### DATA FOR THE TASK ###

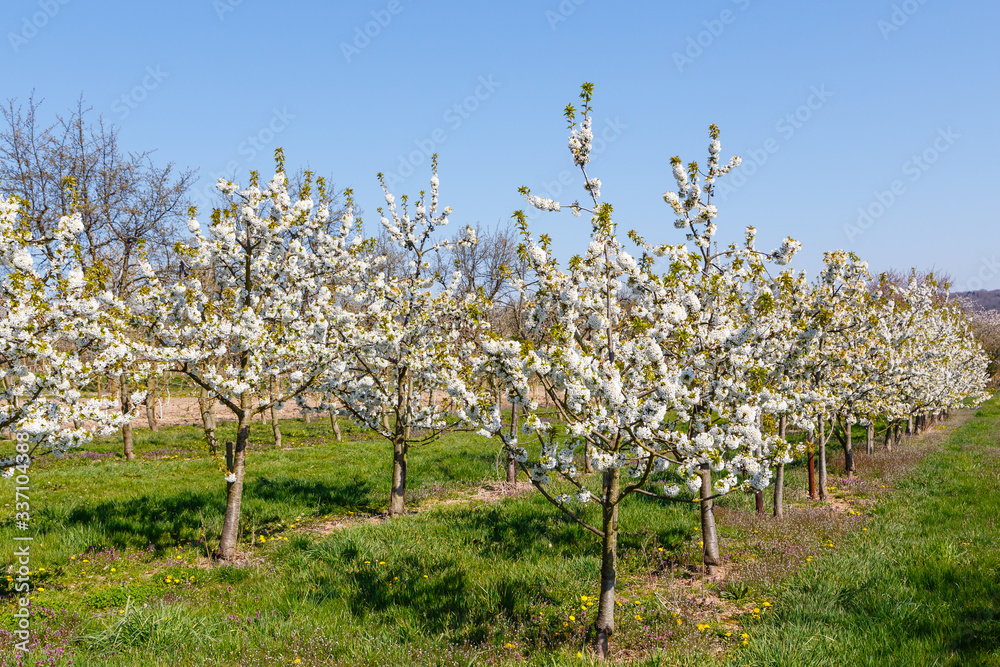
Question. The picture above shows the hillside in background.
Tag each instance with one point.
(987, 299)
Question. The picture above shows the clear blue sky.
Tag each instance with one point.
(217, 85)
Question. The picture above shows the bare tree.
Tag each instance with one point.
(128, 204)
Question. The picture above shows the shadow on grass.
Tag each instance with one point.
(163, 520)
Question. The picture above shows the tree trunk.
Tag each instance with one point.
(511, 470)
(822, 460)
(848, 448)
(126, 399)
(709, 536)
(779, 476)
(397, 496)
(151, 405)
(275, 427)
(335, 426)
(605, 624)
(207, 408)
(236, 464)
(779, 491)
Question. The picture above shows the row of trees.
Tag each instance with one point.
(673, 370)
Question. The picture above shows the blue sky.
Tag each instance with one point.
(869, 126)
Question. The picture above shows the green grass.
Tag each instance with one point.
(920, 586)
(121, 574)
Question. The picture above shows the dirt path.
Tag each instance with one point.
(183, 411)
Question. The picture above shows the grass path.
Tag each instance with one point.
(920, 586)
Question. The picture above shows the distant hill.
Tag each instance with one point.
(987, 299)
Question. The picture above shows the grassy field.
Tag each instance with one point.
(903, 569)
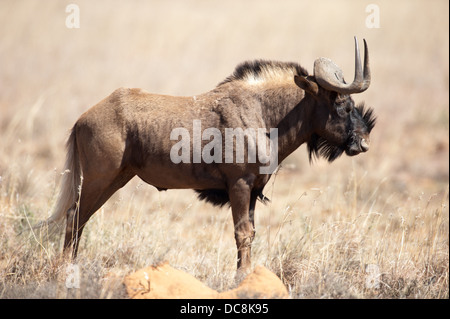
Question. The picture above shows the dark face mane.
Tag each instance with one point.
(321, 147)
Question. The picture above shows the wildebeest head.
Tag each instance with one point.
(339, 125)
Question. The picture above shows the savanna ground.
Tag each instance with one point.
(371, 226)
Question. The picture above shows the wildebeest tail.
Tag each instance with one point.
(70, 184)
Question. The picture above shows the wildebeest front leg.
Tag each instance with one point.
(240, 197)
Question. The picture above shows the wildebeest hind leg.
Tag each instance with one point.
(94, 193)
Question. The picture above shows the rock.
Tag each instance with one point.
(165, 282)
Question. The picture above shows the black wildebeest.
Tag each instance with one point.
(129, 133)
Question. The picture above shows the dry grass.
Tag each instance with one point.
(326, 226)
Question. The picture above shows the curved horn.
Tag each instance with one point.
(330, 76)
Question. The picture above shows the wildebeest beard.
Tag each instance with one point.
(320, 147)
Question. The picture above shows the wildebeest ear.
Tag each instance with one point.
(306, 84)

###

If a line in the entries above contains "path", report it.

Question. The picture above shows the dirt path.
Question. The picture above shows the grass path.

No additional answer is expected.